╭──
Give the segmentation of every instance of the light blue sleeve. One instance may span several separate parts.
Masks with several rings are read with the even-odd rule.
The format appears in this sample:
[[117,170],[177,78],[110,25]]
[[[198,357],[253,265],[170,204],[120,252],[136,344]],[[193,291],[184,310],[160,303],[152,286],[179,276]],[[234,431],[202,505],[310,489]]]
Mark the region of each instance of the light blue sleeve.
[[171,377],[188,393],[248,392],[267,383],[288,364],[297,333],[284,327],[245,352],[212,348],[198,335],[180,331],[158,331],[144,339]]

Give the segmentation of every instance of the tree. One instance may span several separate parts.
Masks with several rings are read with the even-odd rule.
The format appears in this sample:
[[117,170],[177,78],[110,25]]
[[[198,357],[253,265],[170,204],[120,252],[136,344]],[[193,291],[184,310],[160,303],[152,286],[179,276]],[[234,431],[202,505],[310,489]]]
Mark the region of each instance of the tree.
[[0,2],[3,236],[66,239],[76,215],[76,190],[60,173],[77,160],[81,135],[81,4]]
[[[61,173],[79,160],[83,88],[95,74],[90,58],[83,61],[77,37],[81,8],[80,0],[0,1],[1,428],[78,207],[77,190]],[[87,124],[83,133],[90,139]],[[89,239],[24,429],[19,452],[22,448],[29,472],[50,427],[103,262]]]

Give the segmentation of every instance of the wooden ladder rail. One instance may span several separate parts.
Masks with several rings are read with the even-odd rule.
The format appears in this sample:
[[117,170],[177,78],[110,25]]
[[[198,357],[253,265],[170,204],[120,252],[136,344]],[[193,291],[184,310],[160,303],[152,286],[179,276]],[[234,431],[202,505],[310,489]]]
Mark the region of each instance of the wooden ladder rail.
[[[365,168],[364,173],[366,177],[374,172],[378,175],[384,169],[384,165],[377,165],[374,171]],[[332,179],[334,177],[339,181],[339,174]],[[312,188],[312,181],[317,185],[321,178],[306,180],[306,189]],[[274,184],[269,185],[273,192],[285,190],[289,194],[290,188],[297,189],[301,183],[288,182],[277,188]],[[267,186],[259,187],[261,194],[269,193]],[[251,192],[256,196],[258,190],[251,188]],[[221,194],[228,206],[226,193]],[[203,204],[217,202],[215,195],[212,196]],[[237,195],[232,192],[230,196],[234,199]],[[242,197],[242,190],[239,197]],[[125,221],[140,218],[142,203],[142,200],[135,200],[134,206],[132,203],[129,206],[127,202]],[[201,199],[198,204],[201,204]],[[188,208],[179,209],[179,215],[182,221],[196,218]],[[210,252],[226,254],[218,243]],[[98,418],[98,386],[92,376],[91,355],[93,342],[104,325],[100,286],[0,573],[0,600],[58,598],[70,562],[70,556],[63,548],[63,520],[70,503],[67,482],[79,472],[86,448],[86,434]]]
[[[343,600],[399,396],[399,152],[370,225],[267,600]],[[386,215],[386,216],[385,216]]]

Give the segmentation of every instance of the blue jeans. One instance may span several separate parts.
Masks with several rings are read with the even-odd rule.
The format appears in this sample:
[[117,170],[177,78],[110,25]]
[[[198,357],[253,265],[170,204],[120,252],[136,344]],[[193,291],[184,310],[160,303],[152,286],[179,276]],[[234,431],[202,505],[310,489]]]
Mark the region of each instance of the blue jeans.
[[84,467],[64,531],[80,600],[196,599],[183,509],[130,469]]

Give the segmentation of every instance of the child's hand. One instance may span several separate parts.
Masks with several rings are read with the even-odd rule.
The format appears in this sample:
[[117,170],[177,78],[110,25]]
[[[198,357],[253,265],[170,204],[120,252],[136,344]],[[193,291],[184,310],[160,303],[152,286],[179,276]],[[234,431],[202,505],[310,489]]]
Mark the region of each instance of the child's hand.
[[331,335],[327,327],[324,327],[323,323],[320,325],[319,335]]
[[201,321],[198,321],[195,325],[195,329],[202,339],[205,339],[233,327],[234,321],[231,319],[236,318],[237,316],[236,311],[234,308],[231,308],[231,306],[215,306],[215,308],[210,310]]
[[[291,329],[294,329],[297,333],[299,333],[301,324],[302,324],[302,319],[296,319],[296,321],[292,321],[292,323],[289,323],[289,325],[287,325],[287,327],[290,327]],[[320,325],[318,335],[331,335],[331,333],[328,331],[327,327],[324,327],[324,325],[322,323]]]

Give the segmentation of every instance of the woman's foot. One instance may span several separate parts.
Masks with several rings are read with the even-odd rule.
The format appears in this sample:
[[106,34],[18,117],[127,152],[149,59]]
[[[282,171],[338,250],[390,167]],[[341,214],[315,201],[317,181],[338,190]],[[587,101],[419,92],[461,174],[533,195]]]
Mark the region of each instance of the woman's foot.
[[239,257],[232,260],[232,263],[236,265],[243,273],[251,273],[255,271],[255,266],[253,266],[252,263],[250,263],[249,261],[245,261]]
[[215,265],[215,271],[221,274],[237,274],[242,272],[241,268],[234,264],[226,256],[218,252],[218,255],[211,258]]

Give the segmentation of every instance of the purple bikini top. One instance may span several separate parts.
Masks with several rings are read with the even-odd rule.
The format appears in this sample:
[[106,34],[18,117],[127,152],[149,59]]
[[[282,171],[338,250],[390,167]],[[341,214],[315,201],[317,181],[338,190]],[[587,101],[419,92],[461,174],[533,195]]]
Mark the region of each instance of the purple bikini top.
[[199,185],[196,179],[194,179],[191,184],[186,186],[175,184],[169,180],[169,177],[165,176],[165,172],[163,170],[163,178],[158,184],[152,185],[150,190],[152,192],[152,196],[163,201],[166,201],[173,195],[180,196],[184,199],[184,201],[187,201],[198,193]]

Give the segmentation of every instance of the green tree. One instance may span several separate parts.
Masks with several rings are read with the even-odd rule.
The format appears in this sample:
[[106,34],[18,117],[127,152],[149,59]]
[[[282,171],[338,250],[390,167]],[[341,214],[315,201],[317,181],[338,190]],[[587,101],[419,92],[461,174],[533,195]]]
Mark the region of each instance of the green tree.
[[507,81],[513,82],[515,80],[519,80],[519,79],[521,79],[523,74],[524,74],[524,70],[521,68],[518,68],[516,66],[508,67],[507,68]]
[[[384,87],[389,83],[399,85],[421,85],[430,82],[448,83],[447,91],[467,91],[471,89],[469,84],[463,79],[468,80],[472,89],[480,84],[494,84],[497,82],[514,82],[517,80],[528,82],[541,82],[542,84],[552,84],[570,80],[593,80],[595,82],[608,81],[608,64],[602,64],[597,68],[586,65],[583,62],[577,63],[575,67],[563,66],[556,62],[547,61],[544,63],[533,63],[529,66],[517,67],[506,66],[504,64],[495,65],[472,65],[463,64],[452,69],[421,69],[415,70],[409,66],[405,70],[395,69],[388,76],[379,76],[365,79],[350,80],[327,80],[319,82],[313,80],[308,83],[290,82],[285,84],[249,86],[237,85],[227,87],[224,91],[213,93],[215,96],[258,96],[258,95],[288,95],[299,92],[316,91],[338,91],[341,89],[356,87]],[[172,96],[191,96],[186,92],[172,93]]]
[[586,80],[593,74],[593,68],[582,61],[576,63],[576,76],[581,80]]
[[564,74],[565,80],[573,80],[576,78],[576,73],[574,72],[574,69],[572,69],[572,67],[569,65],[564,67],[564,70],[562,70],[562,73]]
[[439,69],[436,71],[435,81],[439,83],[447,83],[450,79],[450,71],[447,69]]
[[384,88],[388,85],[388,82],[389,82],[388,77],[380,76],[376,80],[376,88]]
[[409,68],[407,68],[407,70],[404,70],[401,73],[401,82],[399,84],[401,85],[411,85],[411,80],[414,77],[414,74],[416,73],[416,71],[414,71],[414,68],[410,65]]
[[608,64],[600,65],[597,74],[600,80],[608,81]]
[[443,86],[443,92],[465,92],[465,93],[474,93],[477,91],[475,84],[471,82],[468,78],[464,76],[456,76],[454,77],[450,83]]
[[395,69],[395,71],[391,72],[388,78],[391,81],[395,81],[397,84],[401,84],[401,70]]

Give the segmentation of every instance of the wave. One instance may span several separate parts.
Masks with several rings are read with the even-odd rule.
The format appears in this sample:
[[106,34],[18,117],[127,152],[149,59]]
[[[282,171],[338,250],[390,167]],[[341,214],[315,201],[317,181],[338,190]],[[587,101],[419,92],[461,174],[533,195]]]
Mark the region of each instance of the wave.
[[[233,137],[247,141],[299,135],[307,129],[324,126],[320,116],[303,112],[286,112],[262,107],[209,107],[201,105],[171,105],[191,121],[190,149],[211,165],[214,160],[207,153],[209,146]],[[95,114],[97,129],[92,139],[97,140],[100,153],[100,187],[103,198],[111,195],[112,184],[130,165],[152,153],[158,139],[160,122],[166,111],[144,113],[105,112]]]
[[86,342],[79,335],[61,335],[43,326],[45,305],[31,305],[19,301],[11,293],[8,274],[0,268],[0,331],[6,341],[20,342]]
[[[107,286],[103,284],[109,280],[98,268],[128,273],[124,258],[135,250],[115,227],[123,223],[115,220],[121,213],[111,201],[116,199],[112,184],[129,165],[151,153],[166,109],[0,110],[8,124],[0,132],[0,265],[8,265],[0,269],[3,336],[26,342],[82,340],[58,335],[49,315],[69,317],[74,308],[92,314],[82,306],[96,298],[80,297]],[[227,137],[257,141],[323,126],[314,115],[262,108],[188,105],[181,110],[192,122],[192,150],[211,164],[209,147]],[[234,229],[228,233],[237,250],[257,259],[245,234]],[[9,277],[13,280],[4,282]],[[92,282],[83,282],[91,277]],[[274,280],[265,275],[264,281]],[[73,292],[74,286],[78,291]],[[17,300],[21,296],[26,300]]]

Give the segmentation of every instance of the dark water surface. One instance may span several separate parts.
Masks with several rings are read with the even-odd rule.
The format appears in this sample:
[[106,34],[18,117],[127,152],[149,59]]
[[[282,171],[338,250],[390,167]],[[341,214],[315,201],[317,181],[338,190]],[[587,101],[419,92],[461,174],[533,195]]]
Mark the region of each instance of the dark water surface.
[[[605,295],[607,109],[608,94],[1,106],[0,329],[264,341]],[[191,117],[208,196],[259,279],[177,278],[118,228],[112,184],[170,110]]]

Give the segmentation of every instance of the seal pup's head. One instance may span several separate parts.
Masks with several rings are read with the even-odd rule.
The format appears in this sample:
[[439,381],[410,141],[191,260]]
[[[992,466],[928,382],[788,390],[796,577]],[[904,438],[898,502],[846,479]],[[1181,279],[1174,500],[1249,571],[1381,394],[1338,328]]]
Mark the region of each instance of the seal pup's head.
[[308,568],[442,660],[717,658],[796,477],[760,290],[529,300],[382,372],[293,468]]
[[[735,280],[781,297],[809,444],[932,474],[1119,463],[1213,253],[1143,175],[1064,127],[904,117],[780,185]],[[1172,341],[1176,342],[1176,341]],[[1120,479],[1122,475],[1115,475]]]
╰──
Instructions to follow - In the records above, find the line containing "Give the segmentation of every instance of the wooden" and restate word for word every line from the first through that one.

Your response -
Give the segmentation of every instance of the light blue sleeve. One instance may span several separate parts.
Masks with several rings are read with the even-odd rule.
The format appears in this sample:
[[117,170],[177,78],[110,25]]
[[[198,357],[253,265],[170,204],[120,252],[136,344]],[[193,291],[184,310],[160,303],[152,286],[179,276]],[[234,431],[202,505],[310,489]]]
Mark the region of each instance of the light blue sleeve.
[[171,377],[188,393],[248,392],[267,383],[288,364],[297,333],[284,327],[245,352],[212,348],[198,335],[180,331],[158,331],[144,339]]

Give the segmentation of every instance of the tree. One instance may span several separate parts.
Masks with several rings are read with the even-odd rule.
The format appears in this sample:
[[117,170],[177,78],[110,25]]
[[[198,357],[253,265],[170,204],[120,252],[136,344]],[[193,291],[184,310],[160,303],[152,286],[179,276]],[[234,431],[202,505],[310,489]]]
Mark the region of each instance of the tree.
[[0,2],[3,236],[66,239],[76,215],[76,190],[60,173],[77,160],[81,135],[81,4]]
[[[61,173],[79,160],[83,88],[95,74],[90,58],[83,61],[77,37],[81,8],[80,0],[0,1],[1,428],[78,207],[77,190]],[[87,124],[83,133],[90,139]],[[89,239],[24,429],[19,452],[22,448],[29,472],[50,427],[103,262]]]

Give the segmentation of every instance of the wooden ladder rail. One instance may span several separate parts.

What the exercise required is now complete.